Given records: Begin

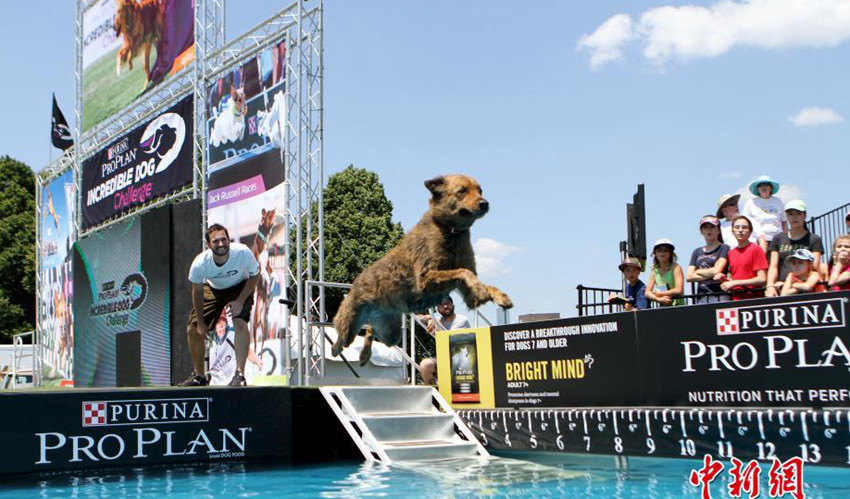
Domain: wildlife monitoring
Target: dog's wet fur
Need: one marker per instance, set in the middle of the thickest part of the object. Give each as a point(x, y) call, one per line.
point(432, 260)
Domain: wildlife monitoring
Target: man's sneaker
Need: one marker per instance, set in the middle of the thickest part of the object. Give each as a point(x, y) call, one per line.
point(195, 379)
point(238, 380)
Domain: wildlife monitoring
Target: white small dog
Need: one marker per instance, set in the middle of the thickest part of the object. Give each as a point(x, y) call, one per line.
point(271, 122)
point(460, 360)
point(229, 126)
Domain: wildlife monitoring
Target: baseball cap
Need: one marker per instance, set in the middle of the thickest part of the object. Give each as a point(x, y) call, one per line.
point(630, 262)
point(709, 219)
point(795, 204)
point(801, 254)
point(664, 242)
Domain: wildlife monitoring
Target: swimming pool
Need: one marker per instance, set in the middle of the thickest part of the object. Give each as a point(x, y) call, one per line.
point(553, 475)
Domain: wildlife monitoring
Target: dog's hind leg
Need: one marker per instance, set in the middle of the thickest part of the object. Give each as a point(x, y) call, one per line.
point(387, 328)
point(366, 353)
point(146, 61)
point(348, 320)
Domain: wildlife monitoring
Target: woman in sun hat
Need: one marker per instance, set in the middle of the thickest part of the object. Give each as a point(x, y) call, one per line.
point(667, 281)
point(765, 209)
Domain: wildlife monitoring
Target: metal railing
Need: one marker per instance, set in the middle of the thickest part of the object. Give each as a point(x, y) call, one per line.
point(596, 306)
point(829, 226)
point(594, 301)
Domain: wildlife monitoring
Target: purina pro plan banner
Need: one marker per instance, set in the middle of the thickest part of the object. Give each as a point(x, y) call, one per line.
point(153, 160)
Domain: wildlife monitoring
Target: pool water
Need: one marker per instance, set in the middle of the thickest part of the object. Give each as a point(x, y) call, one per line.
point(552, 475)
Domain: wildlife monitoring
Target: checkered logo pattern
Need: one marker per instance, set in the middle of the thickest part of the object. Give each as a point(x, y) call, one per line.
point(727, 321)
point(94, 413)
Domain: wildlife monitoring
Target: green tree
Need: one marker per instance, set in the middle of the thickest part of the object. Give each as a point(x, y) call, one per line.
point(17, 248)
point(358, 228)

Given records: End
Given records: Begin

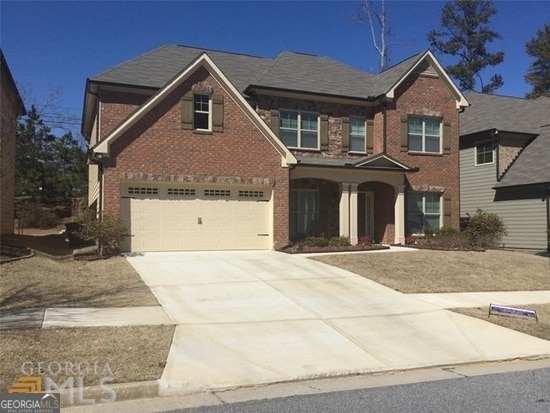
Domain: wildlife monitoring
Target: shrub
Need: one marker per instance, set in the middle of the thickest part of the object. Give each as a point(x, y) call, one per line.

Given records: End

Task goal – Lines holding "pool" in the listing above: report how many there are, with the number alone.

Written solution – 2